Data for this exercise:
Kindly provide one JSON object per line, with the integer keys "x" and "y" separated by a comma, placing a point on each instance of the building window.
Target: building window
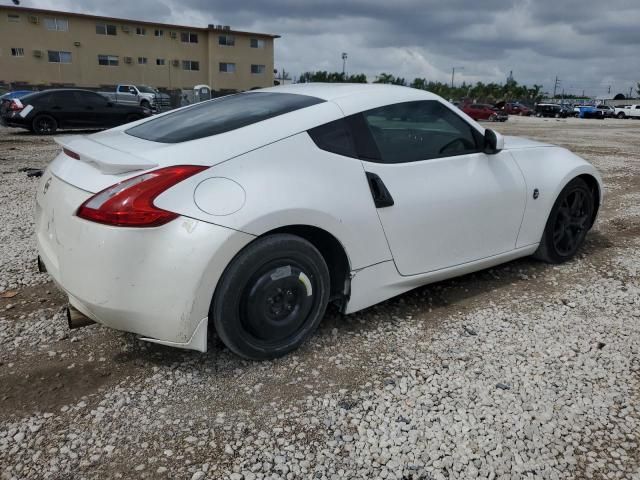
{"x": 228, "y": 67}
{"x": 108, "y": 60}
{"x": 257, "y": 69}
{"x": 104, "y": 29}
{"x": 227, "y": 40}
{"x": 190, "y": 65}
{"x": 56, "y": 24}
{"x": 188, "y": 37}
{"x": 59, "y": 57}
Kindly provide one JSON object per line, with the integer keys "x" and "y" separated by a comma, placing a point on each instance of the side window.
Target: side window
{"x": 63, "y": 99}
{"x": 93, "y": 99}
{"x": 414, "y": 131}
{"x": 334, "y": 137}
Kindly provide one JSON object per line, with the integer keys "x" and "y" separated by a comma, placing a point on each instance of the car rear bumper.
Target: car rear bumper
{"x": 155, "y": 282}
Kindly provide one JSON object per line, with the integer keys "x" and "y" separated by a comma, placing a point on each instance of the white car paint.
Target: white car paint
{"x": 452, "y": 215}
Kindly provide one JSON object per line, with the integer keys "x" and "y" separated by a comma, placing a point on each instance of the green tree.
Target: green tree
{"x": 331, "y": 77}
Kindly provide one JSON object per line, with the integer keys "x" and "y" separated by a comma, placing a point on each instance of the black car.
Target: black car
{"x": 551, "y": 110}
{"x": 49, "y": 110}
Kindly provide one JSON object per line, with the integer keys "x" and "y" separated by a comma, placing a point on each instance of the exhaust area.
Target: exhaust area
{"x": 77, "y": 319}
{"x": 41, "y": 266}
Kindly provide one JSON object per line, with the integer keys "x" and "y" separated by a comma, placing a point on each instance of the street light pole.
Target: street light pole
{"x": 453, "y": 74}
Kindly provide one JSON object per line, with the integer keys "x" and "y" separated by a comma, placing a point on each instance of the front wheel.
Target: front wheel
{"x": 271, "y": 297}
{"x": 568, "y": 223}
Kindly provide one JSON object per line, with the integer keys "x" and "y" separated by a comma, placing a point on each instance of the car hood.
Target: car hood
{"x": 513, "y": 143}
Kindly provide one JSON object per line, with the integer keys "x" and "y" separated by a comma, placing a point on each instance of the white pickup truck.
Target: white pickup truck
{"x": 142, "y": 95}
{"x": 632, "y": 111}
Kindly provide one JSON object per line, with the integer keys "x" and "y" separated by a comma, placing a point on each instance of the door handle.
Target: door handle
{"x": 381, "y": 196}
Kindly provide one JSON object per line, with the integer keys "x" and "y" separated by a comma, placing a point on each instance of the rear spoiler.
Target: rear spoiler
{"x": 106, "y": 159}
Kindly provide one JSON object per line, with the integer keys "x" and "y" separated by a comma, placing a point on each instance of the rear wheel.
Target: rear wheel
{"x": 271, "y": 297}
{"x": 44, "y": 125}
{"x": 568, "y": 223}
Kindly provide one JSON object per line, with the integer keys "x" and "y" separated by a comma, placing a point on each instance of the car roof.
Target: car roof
{"x": 333, "y": 91}
{"x": 355, "y": 97}
{"x": 52, "y": 90}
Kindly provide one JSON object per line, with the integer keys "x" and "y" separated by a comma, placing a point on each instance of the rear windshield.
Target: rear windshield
{"x": 220, "y": 115}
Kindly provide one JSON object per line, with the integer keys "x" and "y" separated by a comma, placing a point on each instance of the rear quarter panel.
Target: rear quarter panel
{"x": 291, "y": 182}
{"x": 548, "y": 169}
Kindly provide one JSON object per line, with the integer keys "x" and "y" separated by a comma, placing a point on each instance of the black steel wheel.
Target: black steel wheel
{"x": 570, "y": 220}
{"x": 44, "y": 125}
{"x": 271, "y": 297}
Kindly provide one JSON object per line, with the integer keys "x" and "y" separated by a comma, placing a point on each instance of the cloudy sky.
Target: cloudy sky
{"x": 590, "y": 45}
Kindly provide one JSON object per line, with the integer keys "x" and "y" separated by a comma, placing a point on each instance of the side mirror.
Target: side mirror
{"x": 493, "y": 142}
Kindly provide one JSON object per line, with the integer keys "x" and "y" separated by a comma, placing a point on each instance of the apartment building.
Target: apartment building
{"x": 45, "y": 47}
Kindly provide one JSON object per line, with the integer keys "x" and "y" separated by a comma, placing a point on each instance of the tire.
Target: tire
{"x": 273, "y": 275}
{"x": 44, "y": 125}
{"x": 568, "y": 223}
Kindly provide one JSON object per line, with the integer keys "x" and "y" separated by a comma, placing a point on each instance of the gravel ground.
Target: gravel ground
{"x": 522, "y": 371}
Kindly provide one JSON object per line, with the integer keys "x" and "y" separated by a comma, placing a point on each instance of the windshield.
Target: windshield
{"x": 219, "y": 116}
{"x": 146, "y": 89}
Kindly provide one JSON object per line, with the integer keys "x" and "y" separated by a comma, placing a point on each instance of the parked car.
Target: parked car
{"x": 608, "y": 112}
{"x": 49, "y": 110}
{"x": 142, "y": 95}
{"x": 5, "y": 99}
{"x": 183, "y": 224}
{"x": 550, "y": 110}
{"x": 589, "y": 111}
{"x": 516, "y": 109}
{"x": 631, "y": 111}
{"x": 481, "y": 111}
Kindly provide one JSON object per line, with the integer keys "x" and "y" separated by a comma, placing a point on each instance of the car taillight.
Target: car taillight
{"x": 16, "y": 105}
{"x": 130, "y": 203}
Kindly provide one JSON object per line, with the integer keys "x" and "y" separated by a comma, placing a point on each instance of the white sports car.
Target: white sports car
{"x": 247, "y": 214}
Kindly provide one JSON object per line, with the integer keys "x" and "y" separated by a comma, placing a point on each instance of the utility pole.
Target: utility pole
{"x": 556, "y": 84}
{"x": 453, "y": 74}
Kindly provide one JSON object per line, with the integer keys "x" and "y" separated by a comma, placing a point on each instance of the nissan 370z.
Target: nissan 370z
{"x": 249, "y": 213}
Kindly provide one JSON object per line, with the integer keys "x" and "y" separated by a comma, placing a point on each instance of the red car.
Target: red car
{"x": 481, "y": 111}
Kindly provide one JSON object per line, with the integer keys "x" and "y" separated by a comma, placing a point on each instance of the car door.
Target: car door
{"x": 127, "y": 95}
{"x": 95, "y": 110}
{"x": 444, "y": 201}
{"x": 64, "y": 108}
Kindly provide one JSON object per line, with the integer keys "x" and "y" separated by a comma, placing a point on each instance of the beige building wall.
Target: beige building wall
{"x": 29, "y": 32}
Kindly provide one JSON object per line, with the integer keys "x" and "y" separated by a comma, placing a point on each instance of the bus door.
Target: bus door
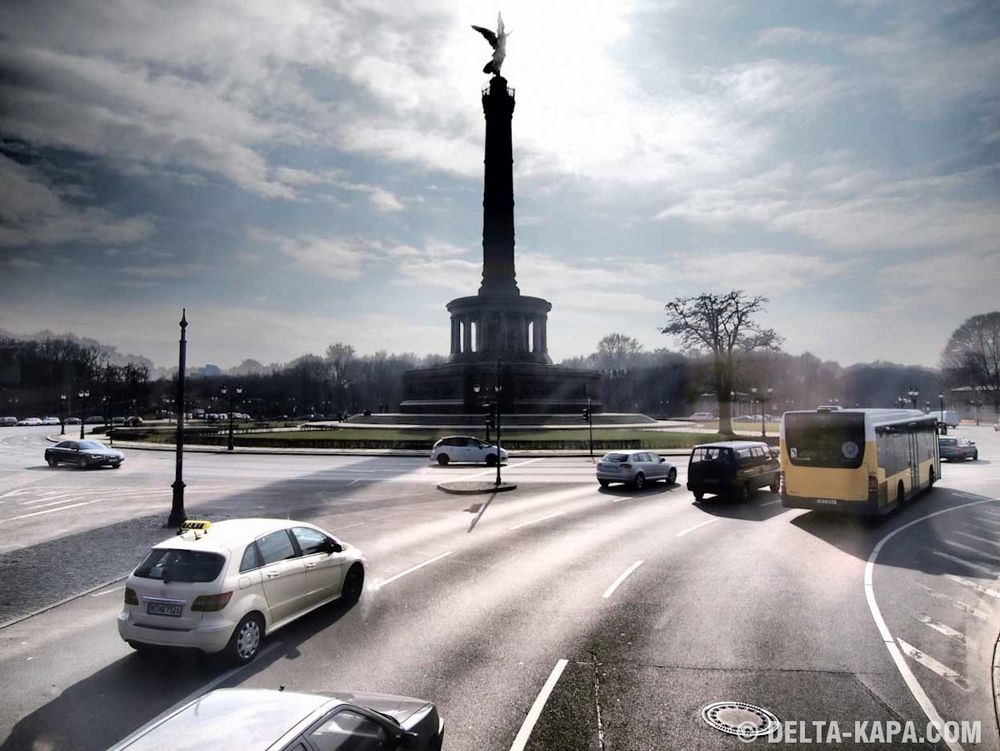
{"x": 913, "y": 450}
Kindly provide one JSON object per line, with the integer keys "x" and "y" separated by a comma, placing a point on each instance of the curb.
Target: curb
{"x": 63, "y": 601}
{"x": 996, "y": 681}
{"x": 475, "y": 488}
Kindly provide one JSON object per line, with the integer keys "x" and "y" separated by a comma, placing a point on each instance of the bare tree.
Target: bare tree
{"x": 971, "y": 357}
{"x": 724, "y": 326}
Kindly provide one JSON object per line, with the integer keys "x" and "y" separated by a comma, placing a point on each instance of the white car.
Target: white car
{"x": 224, "y": 586}
{"x": 465, "y": 448}
{"x": 635, "y": 469}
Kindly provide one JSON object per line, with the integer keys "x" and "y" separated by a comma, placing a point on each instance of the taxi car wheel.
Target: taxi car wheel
{"x": 245, "y": 641}
{"x": 354, "y": 585}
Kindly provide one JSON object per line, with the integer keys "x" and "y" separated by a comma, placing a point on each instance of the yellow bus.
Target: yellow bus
{"x": 861, "y": 461}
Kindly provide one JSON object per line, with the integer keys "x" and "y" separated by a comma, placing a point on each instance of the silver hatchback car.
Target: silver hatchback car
{"x": 634, "y": 468}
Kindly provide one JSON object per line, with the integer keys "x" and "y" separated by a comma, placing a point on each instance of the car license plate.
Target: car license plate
{"x": 172, "y": 609}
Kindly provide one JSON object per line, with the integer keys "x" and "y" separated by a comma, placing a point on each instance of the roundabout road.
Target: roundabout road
{"x": 566, "y": 617}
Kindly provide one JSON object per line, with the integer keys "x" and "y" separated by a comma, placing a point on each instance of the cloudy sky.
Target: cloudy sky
{"x": 301, "y": 172}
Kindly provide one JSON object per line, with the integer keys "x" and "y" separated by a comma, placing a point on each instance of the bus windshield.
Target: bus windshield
{"x": 825, "y": 439}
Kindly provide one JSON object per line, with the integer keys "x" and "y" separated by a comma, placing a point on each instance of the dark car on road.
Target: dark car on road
{"x": 257, "y": 719}
{"x": 83, "y": 454}
{"x": 957, "y": 449}
{"x": 732, "y": 468}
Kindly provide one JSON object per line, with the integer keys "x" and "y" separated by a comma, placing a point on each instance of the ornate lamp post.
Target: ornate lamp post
{"x": 83, "y": 394}
{"x": 232, "y": 396}
{"x": 177, "y": 514}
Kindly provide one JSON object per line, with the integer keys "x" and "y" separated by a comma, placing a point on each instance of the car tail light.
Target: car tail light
{"x": 211, "y": 603}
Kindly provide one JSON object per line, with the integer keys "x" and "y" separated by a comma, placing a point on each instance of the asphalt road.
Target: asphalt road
{"x": 722, "y": 601}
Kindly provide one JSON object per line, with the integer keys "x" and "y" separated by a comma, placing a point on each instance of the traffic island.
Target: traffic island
{"x": 475, "y": 488}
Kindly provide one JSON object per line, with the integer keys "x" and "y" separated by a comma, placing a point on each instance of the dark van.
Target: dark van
{"x": 732, "y": 468}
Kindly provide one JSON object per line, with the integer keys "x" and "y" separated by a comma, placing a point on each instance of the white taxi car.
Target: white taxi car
{"x": 224, "y": 586}
{"x": 465, "y": 448}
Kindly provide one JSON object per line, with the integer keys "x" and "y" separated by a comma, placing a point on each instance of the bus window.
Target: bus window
{"x": 825, "y": 439}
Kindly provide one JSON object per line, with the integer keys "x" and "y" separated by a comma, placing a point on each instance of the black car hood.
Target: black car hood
{"x": 400, "y": 708}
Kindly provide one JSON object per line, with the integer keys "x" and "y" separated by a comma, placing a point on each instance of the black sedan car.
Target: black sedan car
{"x": 957, "y": 449}
{"x": 256, "y": 719}
{"x": 83, "y": 454}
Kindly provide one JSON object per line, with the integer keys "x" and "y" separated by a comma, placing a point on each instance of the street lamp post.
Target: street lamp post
{"x": 84, "y": 394}
{"x": 232, "y": 397}
{"x": 177, "y": 515}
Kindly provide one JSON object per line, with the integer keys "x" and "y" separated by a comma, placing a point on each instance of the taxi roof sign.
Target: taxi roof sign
{"x": 197, "y": 527}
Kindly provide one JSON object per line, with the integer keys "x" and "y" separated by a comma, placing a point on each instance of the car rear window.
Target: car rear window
{"x": 170, "y": 565}
{"x": 711, "y": 454}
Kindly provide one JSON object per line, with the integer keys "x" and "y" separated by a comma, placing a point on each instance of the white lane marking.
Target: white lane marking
{"x": 988, "y": 591}
{"x": 971, "y": 549}
{"x": 536, "y": 709}
{"x": 108, "y": 591}
{"x": 410, "y": 570}
{"x": 977, "y": 538}
{"x": 890, "y": 644}
{"x": 967, "y": 564}
{"x": 941, "y": 628}
{"x": 50, "y": 510}
{"x": 539, "y": 519}
{"x": 698, "y": 526}
{"x": 617, "y": 582}
{"x": 922, "y": 658}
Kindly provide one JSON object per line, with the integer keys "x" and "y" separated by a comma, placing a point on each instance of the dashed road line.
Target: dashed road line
{"x": 539, "y": 519}
{"x": 887, "y": 638}
{"x": 698, "y": 526}
{"x": 941, "y": 628}
{"x": 410, "y": 570}
{"x": 977, "y": 538}
{"x": 967, "y": 564}
{"x": 617, "y": 582}
{"x": 988, "y": 591}
{"x": 922, "y": 658}
{"x": 51, "y": 510}
{"x": 521, "y": 740}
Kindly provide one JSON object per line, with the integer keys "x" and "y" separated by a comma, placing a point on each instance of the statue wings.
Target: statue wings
{"x": 498, "y": 42}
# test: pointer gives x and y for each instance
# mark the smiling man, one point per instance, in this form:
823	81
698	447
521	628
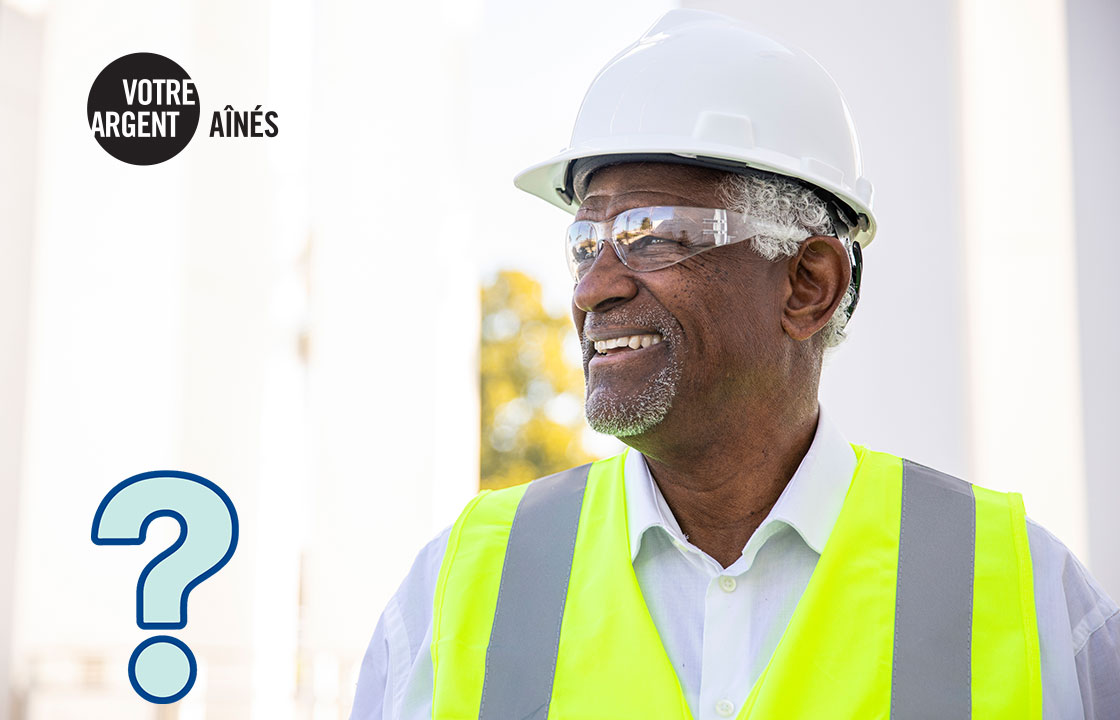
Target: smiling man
742	558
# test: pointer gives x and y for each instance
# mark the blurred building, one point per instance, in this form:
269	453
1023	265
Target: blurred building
296	318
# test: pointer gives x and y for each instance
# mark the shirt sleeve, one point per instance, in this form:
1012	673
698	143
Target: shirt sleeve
399	653
1079	633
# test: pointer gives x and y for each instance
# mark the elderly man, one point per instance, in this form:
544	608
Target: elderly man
740	559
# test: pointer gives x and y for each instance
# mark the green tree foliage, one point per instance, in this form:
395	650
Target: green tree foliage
532	393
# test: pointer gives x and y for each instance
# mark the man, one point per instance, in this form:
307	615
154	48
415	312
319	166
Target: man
742	559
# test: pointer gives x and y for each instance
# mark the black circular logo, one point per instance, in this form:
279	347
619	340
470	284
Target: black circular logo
143	109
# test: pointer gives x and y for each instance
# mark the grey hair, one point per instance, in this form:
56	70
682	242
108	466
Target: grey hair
789	213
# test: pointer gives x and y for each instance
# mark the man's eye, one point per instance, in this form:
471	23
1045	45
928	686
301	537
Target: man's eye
653	241
584	252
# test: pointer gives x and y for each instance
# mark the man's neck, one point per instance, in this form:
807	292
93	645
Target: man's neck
720	491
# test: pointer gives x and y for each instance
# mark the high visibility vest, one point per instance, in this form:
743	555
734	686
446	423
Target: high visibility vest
921	606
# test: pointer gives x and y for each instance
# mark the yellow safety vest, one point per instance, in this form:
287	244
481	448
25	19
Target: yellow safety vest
921	606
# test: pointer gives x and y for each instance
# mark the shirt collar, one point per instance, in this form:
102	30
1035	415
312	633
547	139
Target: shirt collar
810	504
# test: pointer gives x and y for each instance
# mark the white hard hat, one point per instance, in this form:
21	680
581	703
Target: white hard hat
702	89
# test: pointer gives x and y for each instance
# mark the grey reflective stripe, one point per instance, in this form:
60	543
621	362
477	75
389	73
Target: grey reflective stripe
521	658
931	674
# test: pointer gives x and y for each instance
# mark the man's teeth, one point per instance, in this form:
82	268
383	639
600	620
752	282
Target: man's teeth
632	342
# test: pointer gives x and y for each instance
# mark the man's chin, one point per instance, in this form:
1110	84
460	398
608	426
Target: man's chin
627	415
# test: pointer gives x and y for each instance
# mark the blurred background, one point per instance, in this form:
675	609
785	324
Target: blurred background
351	326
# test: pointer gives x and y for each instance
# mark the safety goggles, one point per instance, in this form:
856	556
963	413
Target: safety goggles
649	239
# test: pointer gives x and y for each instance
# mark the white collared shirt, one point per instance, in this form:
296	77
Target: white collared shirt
720	626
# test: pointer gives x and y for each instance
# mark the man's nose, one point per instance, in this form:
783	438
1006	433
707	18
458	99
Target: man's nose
607	283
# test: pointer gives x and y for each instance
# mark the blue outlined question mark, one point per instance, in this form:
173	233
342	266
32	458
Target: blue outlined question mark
162	669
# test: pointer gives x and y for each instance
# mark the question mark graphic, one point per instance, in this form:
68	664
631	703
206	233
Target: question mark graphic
162	669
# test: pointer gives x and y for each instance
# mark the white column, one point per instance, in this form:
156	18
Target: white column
1094	95
20	62
1024	364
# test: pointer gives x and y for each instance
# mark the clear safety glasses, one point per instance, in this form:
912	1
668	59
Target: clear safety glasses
653	237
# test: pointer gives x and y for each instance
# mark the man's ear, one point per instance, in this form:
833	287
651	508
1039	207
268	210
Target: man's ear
818	278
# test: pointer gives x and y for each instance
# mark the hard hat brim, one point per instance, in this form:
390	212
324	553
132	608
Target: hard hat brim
552	180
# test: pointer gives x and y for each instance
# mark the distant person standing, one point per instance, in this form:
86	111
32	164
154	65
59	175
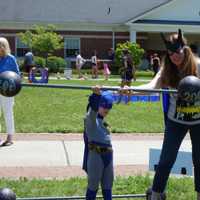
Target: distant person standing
155	63
128	70
94	65
111	54
28	61
79	63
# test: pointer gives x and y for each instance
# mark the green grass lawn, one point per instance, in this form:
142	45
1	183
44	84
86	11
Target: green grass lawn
60	110
178	188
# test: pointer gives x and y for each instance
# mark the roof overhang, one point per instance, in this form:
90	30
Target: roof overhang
165	26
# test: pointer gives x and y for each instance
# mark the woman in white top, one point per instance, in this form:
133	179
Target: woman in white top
94	65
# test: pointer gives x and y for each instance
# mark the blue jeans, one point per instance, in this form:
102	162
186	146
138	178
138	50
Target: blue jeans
173	137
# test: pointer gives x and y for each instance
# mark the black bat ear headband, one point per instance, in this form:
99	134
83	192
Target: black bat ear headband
176	43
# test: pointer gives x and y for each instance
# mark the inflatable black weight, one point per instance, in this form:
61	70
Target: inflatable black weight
7	194
188	101
10	83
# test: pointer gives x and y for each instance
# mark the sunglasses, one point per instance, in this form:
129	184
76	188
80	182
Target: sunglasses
177	51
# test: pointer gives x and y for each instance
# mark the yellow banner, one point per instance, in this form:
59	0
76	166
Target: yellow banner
192	109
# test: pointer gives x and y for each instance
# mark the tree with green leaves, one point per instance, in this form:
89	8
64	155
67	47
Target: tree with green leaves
44	41
134	50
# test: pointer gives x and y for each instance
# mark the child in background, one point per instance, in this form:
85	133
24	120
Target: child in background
98	154
106	71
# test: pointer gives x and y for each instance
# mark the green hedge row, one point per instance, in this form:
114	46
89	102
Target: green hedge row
53	63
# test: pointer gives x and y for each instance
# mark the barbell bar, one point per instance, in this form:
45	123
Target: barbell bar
81	87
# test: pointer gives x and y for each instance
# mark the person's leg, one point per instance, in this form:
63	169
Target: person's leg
7	105
93	71
107	181
94	171
174	134
96	71
195	139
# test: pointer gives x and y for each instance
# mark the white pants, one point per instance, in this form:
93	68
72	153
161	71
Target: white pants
6	104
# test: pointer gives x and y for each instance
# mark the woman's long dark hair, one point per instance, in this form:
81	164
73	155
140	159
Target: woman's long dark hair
171	75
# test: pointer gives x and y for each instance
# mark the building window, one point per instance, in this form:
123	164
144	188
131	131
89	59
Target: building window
71	46
21	48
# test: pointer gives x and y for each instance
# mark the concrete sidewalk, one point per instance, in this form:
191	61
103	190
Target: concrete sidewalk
46	155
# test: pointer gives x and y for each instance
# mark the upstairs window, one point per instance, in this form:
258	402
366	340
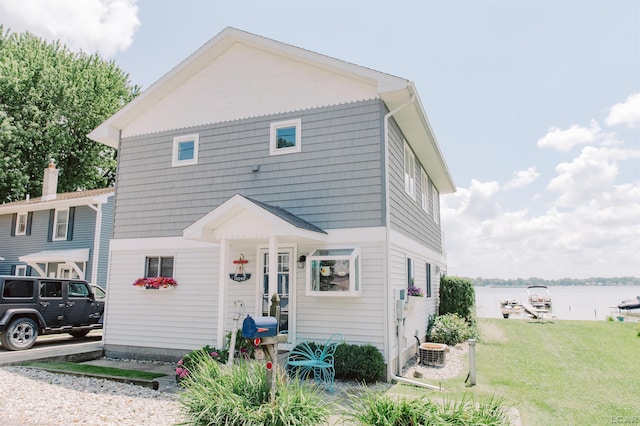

Task requirements: Count the lines of the data that contain the string "child", treating uppercase and lowercase as different, and give only the number.

Response for this exercise: 2